Source records:

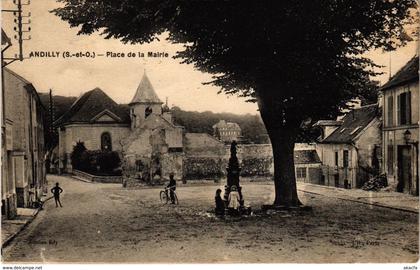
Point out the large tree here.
[53,0,415,206]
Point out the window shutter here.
[397,95,402,125]
[387,96,394,127]
[405,91,411,124]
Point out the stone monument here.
[223,141,244,207]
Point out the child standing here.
[228,185,240,212]
[214,188,225,216]
[51,183,63,207]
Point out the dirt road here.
[3,176,418,263]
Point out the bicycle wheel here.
[174,192,179,204]
[159,190,169,204]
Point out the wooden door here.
[397,145,412,193]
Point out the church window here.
[101,132,112,151]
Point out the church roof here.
[54,88,130,126]
[213,120,241,130]
[130,72,163,104]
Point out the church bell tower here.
[129,71,163,129]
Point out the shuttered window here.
[398,91,411,125]
[386,144,394,175]
[387,96,394,127]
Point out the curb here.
[1,208,39,249]
[298,189,419,214]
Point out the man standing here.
[51,182,63,207]
[166,173,176,204]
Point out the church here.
[55,73,225,180]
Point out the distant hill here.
[172,107,267,143]
[39,93,267,143]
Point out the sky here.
[2,0,416,114]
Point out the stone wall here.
[183,140,274,179]
[73,170,123,184]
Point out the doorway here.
[397,145,412,193]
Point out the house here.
[213,120,241,143]
[54,71,292,182]
[2,68,46,215]
[315,104,381,188]
[381,56,420,195]
[294,143,324,185]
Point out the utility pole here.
[1,0,31,68]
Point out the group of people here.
[214,185,241,216]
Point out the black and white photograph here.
[0,0,420,270]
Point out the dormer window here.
[144,107,153,118]
[101,132,112,151]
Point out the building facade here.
[294,143,325,185]
[381,56,420,195]
[2,68,46,215]
[213,120,241,143]
[316,104,381,188]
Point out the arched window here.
[101,132,112,151]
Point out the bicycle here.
[159,188,178,204]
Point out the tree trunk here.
[267,129,301,207]
[257,89,302,207]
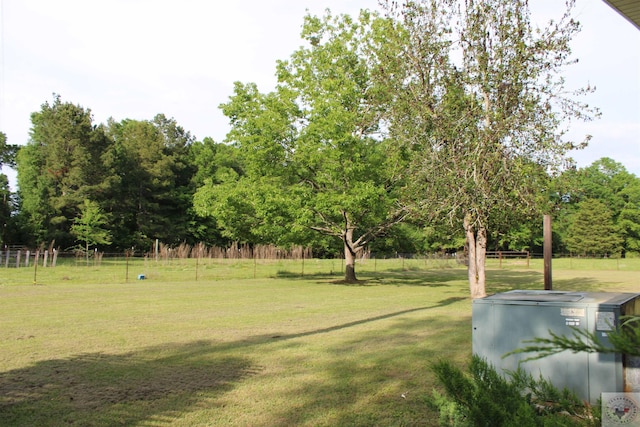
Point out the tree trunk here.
[344,242,358,283]
[464,215,487,299]
[343,229,358,283]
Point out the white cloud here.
[0,0,640,186]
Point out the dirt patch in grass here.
[0,342,259,426]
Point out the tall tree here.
[17,95,110,247]
[196,12,407,281]
[553,157,640,254]
[103,114,195,248]
[381,0,596,298]
[566,199,623,255]
[71,199,111,262]
[0,132,18,245]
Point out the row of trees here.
[3,0,640,297]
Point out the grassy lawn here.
[0,260,640,427]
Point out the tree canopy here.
[0,5,640,297]
[196,12,407,281]
[381,0,597,298]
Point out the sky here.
[0,0,640,190]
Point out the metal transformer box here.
[472,290,640,404]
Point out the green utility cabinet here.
[472,290,640,404]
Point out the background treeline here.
[0,0,640,262]
[0,96,640,256]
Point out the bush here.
[431,355,600,427]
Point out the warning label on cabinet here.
[560,307,584,317]
[596,311,616,331]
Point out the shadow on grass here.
[0,297,467,427]
[0,342,258,426]
[271,297,467,340]
[268,316,471,427]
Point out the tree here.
[0,132,18,244]
[71,199,111,262]
[196,12,407,282]
[0,132,18,168]
[17,95,110,246]
[103,114,195,248]
[379,0,597,298]
[566,199,622,255]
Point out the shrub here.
[431,355,600,427]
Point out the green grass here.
[0,260,640,426]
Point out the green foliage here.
[71,200,111,256]
[195,12,407,280]
[431,355,599,427]
[17,95,109,247]
[379,0,597,296]
[549,157,640,255]
[566,199,622,256]
[505,316,640,360]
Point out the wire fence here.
[0,245,640,284]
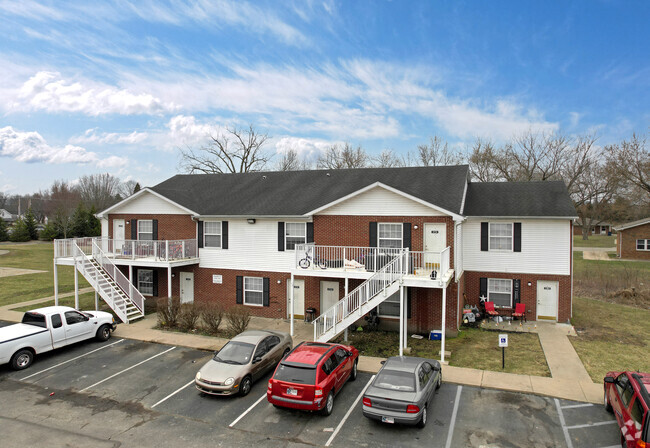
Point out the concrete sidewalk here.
[0,298,603,403]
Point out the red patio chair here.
[512,303,526,322]
[485,302,499,316]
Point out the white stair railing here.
[313,250,408,341]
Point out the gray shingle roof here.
[152,165,468,216]
[463,181,577,218]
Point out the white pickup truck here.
[0,306,116,370]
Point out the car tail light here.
[406,404,420,414]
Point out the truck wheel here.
[95,325,111,342]
[11,348,34,370]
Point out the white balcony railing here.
[296,244,451,278]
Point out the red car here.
[604,372,650,448]
[266,342,359,415]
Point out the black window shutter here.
[402,222,412,250]
[153,269,158,297]
[512,279,521,308]
[131,219,138,240]
[278,221,284,252]
[262,277,271,306]
[221,221,228,249]
[237,275,244,305]
[369,222,377,247]
[512,222,521,252]
[478,277,487,298]
[481,222,489,252]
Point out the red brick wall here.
[616,223,650,260]
[108,214,196,240]
[463,271,571,322]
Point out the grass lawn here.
[573,235,616,247]
[336,328,551,376]
[569,297,650,381]
[0,243,89,306]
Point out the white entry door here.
[287,280,305,319]
[180,272,194,303]
[537,280,558,320]
[424,223,447,271]
[113,219,124,252]
[319,282,340,314]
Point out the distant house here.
[614,217,650,260]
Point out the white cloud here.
[10,71,176,116]
[0,126,127,167]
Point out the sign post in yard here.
[499,334,508,369]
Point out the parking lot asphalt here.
[0,323,620,448]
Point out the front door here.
[320,282,339,314]
[113,219,124,252]
[537,280,558,320]
[287,280,305,319]
[180,272,194,303]
[423,223,447,271]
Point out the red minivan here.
[266,342,359,415]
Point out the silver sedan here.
[363,356,442,428]
[194,330,292,395]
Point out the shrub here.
[226,305,251,334]
[178,303,200,331]
[199,302,224,334]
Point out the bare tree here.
[181,124,271,174]
[316,142,370,169]
[417,135,463,166]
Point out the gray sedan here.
[194,330,292,395]
[363,356,442,428]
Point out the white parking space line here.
[325,375,375,446]
[560,403,593,409]
[228,392,266,428]
[151,380,194,409]
[566,420,618,429]
[554,398,573,448]
[445,386,463,448]
[79,347,176,392]
[20,339,124,381]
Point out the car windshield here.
[273,364,316,384]
[374,370,415,392]
[214,341,255,364]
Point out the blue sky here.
[0,0,650,194]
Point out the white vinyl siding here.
[203,221,221,248]
[284,222,307,250]
[377,222,404,249]
[460,218,572,275]
[138,219,153,241]
[488,278,512,308]
[244,277,264,306]
[318,186,445,216]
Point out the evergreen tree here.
[9,218,31,243]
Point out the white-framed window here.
[488,278,512,308]
[377,291,399,317]
[377,222,404,249]
[489,222,513,251]
[203,221,221,248]
[138,219,153,241]
[244,277,264,306]
[284,222,307,250]
[138,269,153,296]
[636,240,650,250]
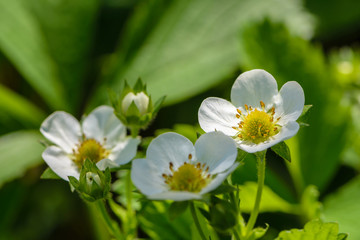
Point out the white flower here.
[122,92,149,115]
[131,132,238,201]
[199,69,305,153]
[40,106,140,181]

EXERCISE AIM:
Please resize the part of the records that opens with the line containing "Point out the bush here." and closes with the line containing "[463,181,577,218]" by copying every line in it with each bounding-box coordinate multiplied by 0.8 and rounded to a whole number, halves rounded up. Leave the picture markers out of your answer.

WRITTEN ANSWER:
Point out the bush here.
[345,284,480,342]
Point out the warning label on cabinet here.
[448,246,467,254]
[477,249,493,265]
Point out the shadow on grass here.
[0,238,374,342]
[0,274,206,341]
[217,238,374,272]
[214,253,377,342]
Point out the tree here.
[0,106,14,195]
[57,159,89,210]
[157,10,326,226]
[0,106,14,134]
[14,76,88,197]
[82,91,156,198]
[303,0,478,238]
[453,159,498,204]
Point out the shrub here.
[345,284,480,342]
Point out the green grass here.
[0,208,512,341]
Point out the green foliage here.
[57,160,89,205]
[156,10,326,224]
[345,284,479,342]
[14,76,87,198]
[303,0,478,237]
[439,126,512,204]
[453,159,498,205]
[404,253,512,288]
Point out the wire fence here.
[0,196,512,227]
Point out the concrete sidewalk here.
[0,238,482,322]
Point out the red patio chair here.
[410,242,421,258]
[388,242,399,253]
Point out the white stair railing here.
[250,200,326,273]
Point out the gray shingle roof here.
[122,132,374,173]
[370,145,462,174]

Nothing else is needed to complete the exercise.